Directions for this task: Lines from the one containing "of the evergreen" through the end of the data are to be returned exactly, and no others.

Information given:

= = = = = = =

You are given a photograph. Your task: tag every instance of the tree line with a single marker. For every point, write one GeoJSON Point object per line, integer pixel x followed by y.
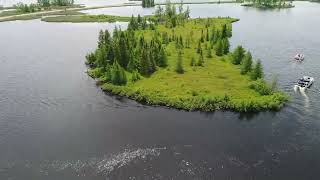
{"type": "Point", "coordinates": [268, 3]}
{"type": "Point", "coordinates": [148, 3]}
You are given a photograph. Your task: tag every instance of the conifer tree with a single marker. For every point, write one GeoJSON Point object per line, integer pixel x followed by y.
{"type": "Point", "coordinates": [219, 48]}
{"type": "Point", "coordinates": [118, 75]}
{"type": "Point", "coordinates": [201, 59]}
{"type": "Point", "coordinates": [193, 62]}
{"type": "Point", "coordinates": [238, 55]}
{"type": "Point", "coordinates": [257, 72]}
{"type": "Point", "coordinates": [163, 61]}
{"type": "Point", "coordinates": [101, 38]}
{"type": "Point", "coordinates": [247, 63]}
{"type": "Point", "coordinates": [209, 54]}
{"type": "Point", "coordinates": [179, 66]}
{"type": "Point", "coordinates": [226, 45]}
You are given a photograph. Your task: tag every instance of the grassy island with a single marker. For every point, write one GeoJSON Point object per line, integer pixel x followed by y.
{"type": "Point", "coordinates": [269, 4]}
{"type": "Point", "coordinates": [184, 63]}
{"type": "Point", "coordinates": [85, 18]}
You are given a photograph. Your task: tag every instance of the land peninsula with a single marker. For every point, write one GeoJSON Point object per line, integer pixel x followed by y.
{"type": "Point", "coordinates": [172, 60]}
{"type": "Point", "coordinates": [268, 4]}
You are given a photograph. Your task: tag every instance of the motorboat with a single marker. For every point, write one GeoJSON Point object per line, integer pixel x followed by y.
{"type": "Point", "coordinates": [305, 81]}
{"type": "Point", "coordinates": [299, 57]}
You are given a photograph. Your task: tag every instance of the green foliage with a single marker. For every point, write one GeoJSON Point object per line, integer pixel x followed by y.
{"type": "Point", "coordinates": [193, 62]}
{"type": "Point", "coordinates": [135, 76]}
{"type": "Point", "coordinates": [257, 72]}
{"type": "Point", "coordinates": [247, 63]}
{"type": "Point", "coordinates": [238, 55]}
{"type": "Point", "coordinates": [209, 53]}
{"type": "Point", "coordinates": [147, 3]}
{"type": "Point", "coordinates": [261, 87]}
{"type": "Point", "coordinates": [118, 75]}
{"type": "Point", "coordinates": [179, 66]}
{"type": "Point", "coordinates": [219, 48]}
{"type": "Point", "coordinates": [217, 84]}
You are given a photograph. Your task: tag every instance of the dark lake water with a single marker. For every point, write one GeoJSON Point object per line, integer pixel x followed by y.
{"type": "Point", "coordinates": [56, 124]}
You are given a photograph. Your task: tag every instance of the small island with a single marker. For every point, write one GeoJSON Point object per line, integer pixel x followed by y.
{"type": "Point", "coordinates": [174, 61]}
{"type": "Point", "coordinates": [269, 4]}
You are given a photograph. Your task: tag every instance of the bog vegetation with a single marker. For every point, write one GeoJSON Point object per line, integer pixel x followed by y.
{"type": "Point", "coordinates": [42, 4]}
{"type": "Point", "coordinates": [269, 3]}
{"type": "Point", "coordinates": [172, 60]}
{"type": "Point", "coordinates": [147, 3]}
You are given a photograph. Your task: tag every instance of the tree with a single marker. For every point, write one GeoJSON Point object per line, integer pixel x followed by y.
{"type": "Point", "coordinates": [226, 45]}
{"type": "Point", "coordinates": [219, 48]}
{"type": "Point", "coordinates": [101, 38]}
{"type": "Point", "coordinates": [163, 61]}
{"type": "Point", "coordinates": [179, 66]}
{"type": "Point", "coordinates": [209, 54]}
{"type": "Point", "coordinates": [201, 59]}
{"type": "Point", "coordinates": [238, 55]}
{"type": "Point", "coordinates": [247, 63]}
{"type": "Point", "coordinates": [118, 75]}
{"type": "Point", "coordinates": [257, 72]}
{"type": "Point", "coordinates": [193, 62]}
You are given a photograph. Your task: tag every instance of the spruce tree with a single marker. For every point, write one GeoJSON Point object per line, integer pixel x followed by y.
{"type": "Point", "coordinates": [238, 55]}
{"type": "Point", "coordinates": [101, 38]}
{"type": "Point", "coordinates": [257, 72]}
{"type": "Point", "coordinates": [179, 66]}
{"type": "Point", "coordinates": [193, 62]}
{"type": "Point", "coordinates": [219, 48]}
{"type": "Point", "coordinates": [163, 61]}
{"type": "Point", "coordinates": [201, 59]}
{"type": "Point", "coordinates": [247, 63]}
{"type": "Point", "coordinates": [209, 54]}
{"type": "Point", "coordinates": [118, 75]}
{"type": "Point", "coordinates": [226, 45]}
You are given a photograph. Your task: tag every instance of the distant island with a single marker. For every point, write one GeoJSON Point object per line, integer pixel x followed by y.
{"type": "Point", "coordinates": [171, 60]}
{"type": "Point", "coordinates": [268, 4]}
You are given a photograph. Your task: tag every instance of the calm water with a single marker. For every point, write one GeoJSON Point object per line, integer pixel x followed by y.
{"type": "Point", "coordinates": [56, 124]}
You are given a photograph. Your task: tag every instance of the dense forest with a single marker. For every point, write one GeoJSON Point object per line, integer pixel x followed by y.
{"type": "Point", "coordinates": [129, 51]}
{"type": "Point", "coordinates": [148, 3]}
{"type": "Point", "coordinates": [170, 59]}
{"type": "Point", "coordinates": [270, 3]}
{"type": "Point", "coordinates": [41, 4]}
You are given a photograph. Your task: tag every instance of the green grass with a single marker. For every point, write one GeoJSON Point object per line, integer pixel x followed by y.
{"type": "Point", "coordinates": [261, 6]}
{"type": "Point", "coordinates": [38, 16]}
{"type": "Point", "coordinates": [85, 18]}
{"type": "Point", "coordinates": [216, 85]}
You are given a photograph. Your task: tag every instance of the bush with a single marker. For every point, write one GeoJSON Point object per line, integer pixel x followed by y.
{"type": "Point", "coordinates": [261, 87]}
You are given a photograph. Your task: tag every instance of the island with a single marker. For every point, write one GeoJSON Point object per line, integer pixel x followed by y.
{"type": "Point", "coordinates": [268, 4]}
{"type": "Point", "coordinates": [171, 60]}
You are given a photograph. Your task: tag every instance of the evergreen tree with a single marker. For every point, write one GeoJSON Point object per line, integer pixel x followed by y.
{"type": "Point", "coordinates": [257, 72]}
{"type": "Point", "coordinates": [118, 75]}
{"type": "Point", "coordinates": [201, 59]}
{"type": "Point", "coordinates": [219, 48]}
{"type": "Point", "coordinates": [163, 61]}
{"type": "Point", "coordinates": [199, 47]}
{"type": "Point", "coordinates": [179, 66]}
{"type": "Point", "coordinates": [209, 54]}
{"type": "Point", "coordinates": [226, 45]}
{"type": "Point", "coordinates": [193, 62]}
{"type": "Point", "coordinates": [247, 63]}
{"type": "Point", "coordinates": [238, 55]}
{"type": "Point", "coordinates": [101, 38]}
{"type": "Point", "coordinates": [224, 33]}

= = = = = = =

Your response:
You are given a photograph. Your task: tag every instance of the evergreen tree with a single marker. For every point, write one GeoJSON Point object per line, integer pixel x followed by y.
{"type": "Point", "coordinates": [257, 72]}
{"type": "Point", "coordinates": [118, 75]}
{"type": "Point", "coordinates": [201, 59]}
{"type": "Point", "coordinates": [219, 48]}
{"type": "Point", "coordinates": [163, 61]}
{"type": "Point", "coordinates": [199, 47]}
{"type": "Point", "coordinates": [179, 66]}
{"type": "Point", "coordinates": [209, 54]}
{"type": "Point", "coordinates": [226, 45]}
{"type": "Point", "coordinates": [193, 62]}
{"type": "Point", "coordinates": [247, 63]}
{"type": "Point", "coordinates": [238, 55]}
{"type": "Point", "coordinates": [101, 38]}
{"type": "Point", "coordinates": [224, 33]}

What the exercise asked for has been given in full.